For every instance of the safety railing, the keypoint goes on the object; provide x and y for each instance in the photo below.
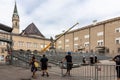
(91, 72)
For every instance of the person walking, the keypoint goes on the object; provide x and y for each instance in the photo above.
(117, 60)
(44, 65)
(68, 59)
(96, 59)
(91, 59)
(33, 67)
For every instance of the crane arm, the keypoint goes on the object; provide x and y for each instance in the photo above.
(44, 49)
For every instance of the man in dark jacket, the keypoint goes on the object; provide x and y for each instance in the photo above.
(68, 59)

---

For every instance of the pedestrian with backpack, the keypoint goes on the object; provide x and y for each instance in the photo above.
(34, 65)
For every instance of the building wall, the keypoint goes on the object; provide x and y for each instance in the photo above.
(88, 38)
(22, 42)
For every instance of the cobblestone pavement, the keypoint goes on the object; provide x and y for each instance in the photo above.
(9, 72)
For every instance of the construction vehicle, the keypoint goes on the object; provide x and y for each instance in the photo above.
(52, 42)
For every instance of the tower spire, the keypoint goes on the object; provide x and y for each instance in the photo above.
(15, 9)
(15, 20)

§ **PROMPT**: Report how many lines in the listing above contain the word "construction", treating case as significant. Give only the number.

§ **CORRECT ANSWER**: 1